Recorded information:

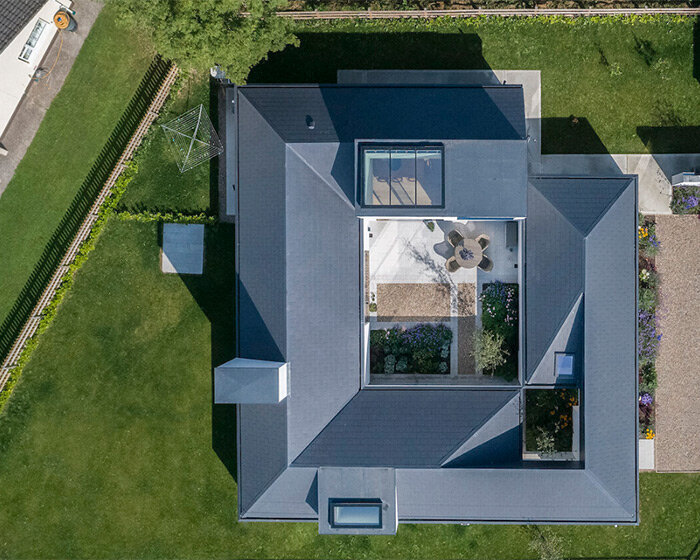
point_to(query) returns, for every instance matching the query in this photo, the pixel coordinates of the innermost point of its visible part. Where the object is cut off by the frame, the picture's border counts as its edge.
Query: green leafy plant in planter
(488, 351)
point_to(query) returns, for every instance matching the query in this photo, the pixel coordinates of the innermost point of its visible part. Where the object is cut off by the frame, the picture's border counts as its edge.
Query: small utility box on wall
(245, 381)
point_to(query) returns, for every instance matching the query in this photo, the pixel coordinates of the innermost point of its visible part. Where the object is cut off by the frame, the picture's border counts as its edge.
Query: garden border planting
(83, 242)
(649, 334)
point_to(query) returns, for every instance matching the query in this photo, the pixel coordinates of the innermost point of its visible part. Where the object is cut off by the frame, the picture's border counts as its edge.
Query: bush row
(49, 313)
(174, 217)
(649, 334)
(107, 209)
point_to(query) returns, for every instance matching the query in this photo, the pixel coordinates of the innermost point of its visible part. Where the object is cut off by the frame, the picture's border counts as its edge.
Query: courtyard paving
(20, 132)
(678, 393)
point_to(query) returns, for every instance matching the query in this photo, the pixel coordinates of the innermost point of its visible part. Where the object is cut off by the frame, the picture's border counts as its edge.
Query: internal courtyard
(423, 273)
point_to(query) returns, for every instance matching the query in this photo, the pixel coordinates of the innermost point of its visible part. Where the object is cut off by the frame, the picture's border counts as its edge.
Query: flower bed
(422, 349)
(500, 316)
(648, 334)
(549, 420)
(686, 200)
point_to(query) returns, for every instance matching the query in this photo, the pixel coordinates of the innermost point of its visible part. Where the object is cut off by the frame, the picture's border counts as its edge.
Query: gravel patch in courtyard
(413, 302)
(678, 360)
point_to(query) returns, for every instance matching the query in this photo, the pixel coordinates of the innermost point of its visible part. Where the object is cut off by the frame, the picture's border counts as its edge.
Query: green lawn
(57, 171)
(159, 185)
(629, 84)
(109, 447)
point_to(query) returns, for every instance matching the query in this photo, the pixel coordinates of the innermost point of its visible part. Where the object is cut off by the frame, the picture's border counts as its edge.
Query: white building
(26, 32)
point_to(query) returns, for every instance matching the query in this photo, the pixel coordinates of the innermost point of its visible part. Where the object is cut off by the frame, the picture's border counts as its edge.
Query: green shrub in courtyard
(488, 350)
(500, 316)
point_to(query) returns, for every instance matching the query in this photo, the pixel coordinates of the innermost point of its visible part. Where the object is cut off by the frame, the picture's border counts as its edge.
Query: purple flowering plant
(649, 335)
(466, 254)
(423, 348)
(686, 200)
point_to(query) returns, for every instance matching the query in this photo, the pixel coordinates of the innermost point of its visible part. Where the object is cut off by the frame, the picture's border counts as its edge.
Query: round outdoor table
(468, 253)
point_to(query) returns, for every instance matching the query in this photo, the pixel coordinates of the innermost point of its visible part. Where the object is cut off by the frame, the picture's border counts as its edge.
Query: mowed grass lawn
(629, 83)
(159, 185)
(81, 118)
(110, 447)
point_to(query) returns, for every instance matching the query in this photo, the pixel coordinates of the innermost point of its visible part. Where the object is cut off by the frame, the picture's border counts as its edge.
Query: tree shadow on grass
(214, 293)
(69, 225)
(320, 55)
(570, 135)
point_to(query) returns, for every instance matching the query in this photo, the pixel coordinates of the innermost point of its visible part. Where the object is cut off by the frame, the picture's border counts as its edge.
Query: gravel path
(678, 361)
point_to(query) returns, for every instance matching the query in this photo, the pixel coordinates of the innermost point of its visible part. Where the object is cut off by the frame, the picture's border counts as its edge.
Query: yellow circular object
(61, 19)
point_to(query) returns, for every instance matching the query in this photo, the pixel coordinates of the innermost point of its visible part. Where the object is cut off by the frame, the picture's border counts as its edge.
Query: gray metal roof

Work to complete: Everything in the records should be repeated exactly except the images.

Result of this task:
point_to(query) returns, for every instance matching the query in this photo, the pixel coordinates of the innermost point of its visible part. Where the object is cut off by the frame, the picture's border counts as its edge.
Query: green leafy plant in planter
(488, 351)
point_to(query) returns, for every instance matching the query in this photo, the pixel coordinates of the innermost point of its visible part. Where the object is cut off by the frame, the picture's border counts as its edge.
Query: small utility box on wall
(245, 381)
point_to(query) returns, for every instance matching the query in this photo, the pixel coordinates of the innermost point of its visible part. Where the object is cut off by the frame, the picture's border counts as its edge.
Query: garden border planting
(83, 242)
(649, 334)
point_to(query) returns, for every instance matching the query in this photo, the pixel coordinates of the innermost point of its visible part. Where the object is cut off by the frame, the picture's border counts as its edge.
Query: bush row
(49, 313)
(174, 217)
(649, 334)
(107, 209)
point_to(query) returns, for every instance matching the query in this photo, the pixel coordinates of the innermost point of its visible part. Where the object is cut off by the frame, the picture's border counts as its edge.
Query: courtyard paving
(20, 132)
(678, 393)
point_to(query) returns, for every instance matching the query in this photo, the pixel coordinates of the innermost point of its visible part. Where the object is cut off by the frame, the picture's border counts as its edge.
Query: internal courtyard
(423, 273)
point_to(query) returns, for every instance matching the query in this photo, the pixel coordinates of the innermost point of its visible part. Where the object is cut off by the frame, the picture's border counts as its edge.
Query: flower bed
(422, 349)
(500, 316)
(648, 334)
(549, 420)
(686, 200)
point_to(query) returns, for every instance matching the query in this photo, the pixel coordinates of the innermost point of its visible part. Where the object is cut off by the frame, the picture's border counts as its edge.
Query: gravel patch in courtyard
(413, 302)
(678, 360)
point_to(query) returns, for every instance matching the query in this photo, the pixel coordinates of the innermost point of its visible part. Where the object is cut off by the frame, the picture's border counts as its edge.
Query: green lawn
(57, 171)
(159, 185)
(629, 84)
(109, 447)
point_to(query) returns, for every instance matching the query in this photo, the pixel coordinates of the innermost point of its visible part. Where the object is cut off by the frame, the picture's border counts as its edge.
Query: white building
(26, 32)
point_to(query) returns, for every instance matching the query in this photo, the pixel coordinates of the innermost point of its visible part. Where the object is cut off by the frame, the picture's border counts as its edge.
Query: green shrub in courtyard
(488, 350)
(500, 316)
point_to(query) returns, for every instance matching the query in this photo, the pixel coordinates of the innermost point of its visible part. Where the object is cut off by the frame, the picture's border counts as its edge.
Query: purple flowering plant
(649, 335)
(466, 254)
(423, 348)
(686, 200)
point_to(query) returns, for every instance matching the query in this photo, the pixel coordinates of the innermost point of its visible part. Where the object is cut off by the frame, the picture's border counts as its edge.
Query: round outdoor table
(468, 253)
point_to(query) returns, for every instance matching the query in this photo, the pixel coordinates of the innermost point of its visible part. Where the object is cut off by the frame, the picture's border counts as its edge.
Query: mowed grass lawn
(629, 83)
(159, 185)
(81, 118)
(110, 447)
point_to(query) returns, for every instance matching the query in this photo, the pixel coordinates of the innermost point of its visible part. Where the object is cut off by the frame, the picture's border counts as its edge.
Query: tree shadow on grass
(214, 293)
(69, 225)
(320, 55)
(570, 135)
point_to(query) returns, for every instance matching the query in this photo, the pixel coordinates of the innermost point of its visible part. Where the object is cut off by the frame, the picture's border counts as its edge.
Query: gravel path
(678, 361)
point_to(query) returns, for every instance matching the query in this photo, the pixel coordinates of the innermost point of its visible part. Where the object is cut off by the frame, the picture's border counts as its edge.
Query: yellow circular object
(61, 19)
point_to(query) returns, for every instance matching the query in this photo, the pixel coordinates of the innermost point of its visible part. Where the object is cut off by the frame, the picture's border counts as its edge.
Query: gray metal roof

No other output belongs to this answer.